# Texte présenté
- - -
L'histoire d'Irène Frachon,
qu'on la connaisse ou pas, en détails ou dans ses grandes
lignes, c'est celle d'une femme médecin qui parce qu'elle
a des convictions n'hésite pas à mettre à jour
la nuisance mortelle d'un médicament commercialisé
en toute impunité depuis une trentaine d'années. Cela
pourrait être l'occasion d'un véritable film-dossier,
accumulant les faits, s'attachant à une enquête longue
et fastidieuse, montrant comment une entreprise (les laboratoires
Servier) et une institution publique (l'Agence du médicament)
parviennent à nier l'évidence pendant des années.
Cela pourrait être ennuyeux. C'est effectivement un film-dossier,
mais ce n'est pas que cela, et il n'y a pas une seconde d'ennui.
- - -
# Données fournies
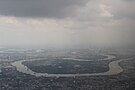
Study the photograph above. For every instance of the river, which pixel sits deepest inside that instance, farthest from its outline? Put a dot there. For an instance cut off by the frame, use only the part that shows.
(114, 68)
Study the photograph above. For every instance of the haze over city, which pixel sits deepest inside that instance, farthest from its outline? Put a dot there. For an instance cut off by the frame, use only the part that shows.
(61, 23)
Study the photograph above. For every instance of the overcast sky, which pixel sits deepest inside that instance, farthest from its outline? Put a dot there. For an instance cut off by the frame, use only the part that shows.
(67, 22)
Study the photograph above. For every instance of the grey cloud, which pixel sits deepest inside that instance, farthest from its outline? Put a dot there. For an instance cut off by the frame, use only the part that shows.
(39, 8)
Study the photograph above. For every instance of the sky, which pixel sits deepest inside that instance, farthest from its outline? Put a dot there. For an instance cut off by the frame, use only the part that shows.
(61, 23)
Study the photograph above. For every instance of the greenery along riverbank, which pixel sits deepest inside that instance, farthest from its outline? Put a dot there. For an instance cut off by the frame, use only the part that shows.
(60, 66)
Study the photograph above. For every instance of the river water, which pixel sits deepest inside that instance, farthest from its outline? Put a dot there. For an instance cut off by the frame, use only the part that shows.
(114, 68)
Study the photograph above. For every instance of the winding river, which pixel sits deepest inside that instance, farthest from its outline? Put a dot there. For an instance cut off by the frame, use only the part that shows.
(114, 68)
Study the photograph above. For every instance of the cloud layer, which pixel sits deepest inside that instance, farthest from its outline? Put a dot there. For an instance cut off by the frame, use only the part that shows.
(39, 8)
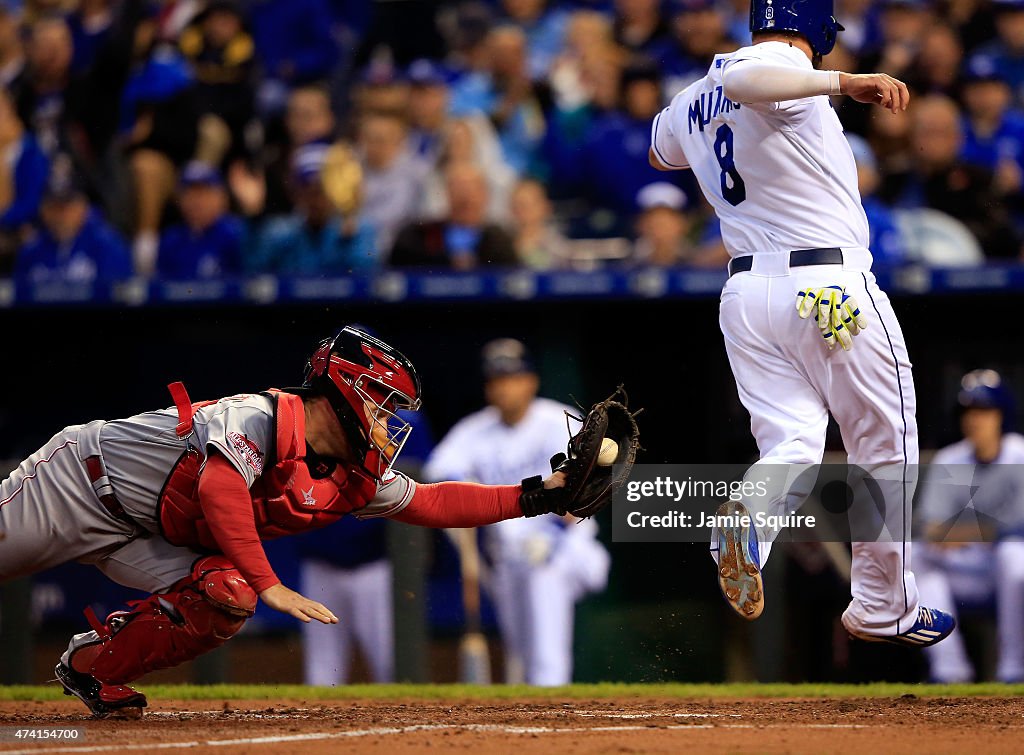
- - -
# Série d'exercices
a: Recopiez à l'identique le passage du texte sur Irène Frachon qui commence par « parviennent à nier » et se poursuit jusqu'à « une seconde d'ennui. ».
b: D'après le texte sur Irène Frachon, pour quelle raison cette femme médecin n'hésite-t-elle pas à révéler la nuisance mortelle du médicament ? Répondez en une à trois phrases.
c: Rédigez la suite du texte sur Irène Frachon à partir de sa dernière phrase.
Les lignes constituent un matériau distinct du texte sur Irène Frachon.

# Réponses par exercice
a:
parviennent à nier l'évidence pendant des années.
Cela pourrait être ennuyeux. C'est effectivement un film-dossier,
mais ce n'est pas que cela, et il n'y a pas une seconde d'ennui.

b: Elle n'hésite pas à révéler la nuisance mortelle de ce médicament parce qu'elle a des convictions.

c:
Le récit est celui d'un thriller, avec tout ce que cela comporte,
se basant sur les différentes étapes du processus
de mise en lumière d'un scandale énorme (plus de 500
morts, tout de même…), les personnages sont hauts en
couleurs, il y a des acharnés, des qui se découragent,
quelques affreux aussi (mais pas Servier lui-même). C'est
donc terriblement prenant, mais ça n'est pas que cela. Emmanuelle
Bercot montre encore, après la Bettie de Elle
s'en va et la juge de La
tête haute, un personnage féminin qui lutte avec
ses moyens, avec les aléas de sa propre vie, pour qu'une
petite partie du monde s'améliore. Elle a des doutes, Irène
Frachon, des emportements, elle fait des erreurs, se trompe, mais
n'abandonne jamais. C'est une femme magnifique, elle fait certes
partie de ceux qu'on appelle des lanceurs d'alerte, mais elle est
aussi une simple citoyenne en qui on peut s'identifier, elle a une
famille et des amis comme un peu tout le monde, elle rigole, fait
la clown, s'écroule, se relève. Sidse Babett Knudsen,
qui l'interprète dans le film, s'est inspirée semble-t-il
de son énergie, de sa vitalité, de son humanité,
et qu'est-ce que ça fait du bien ! On sort de la projection
plutôt effaré par l'ignominie qui se dégage
de la politique commerciale des laboratoires mais aussi très
regonflés par la personnalité de l'héroïne,
non pas une sainte, non, mais une humaniste contemporaine.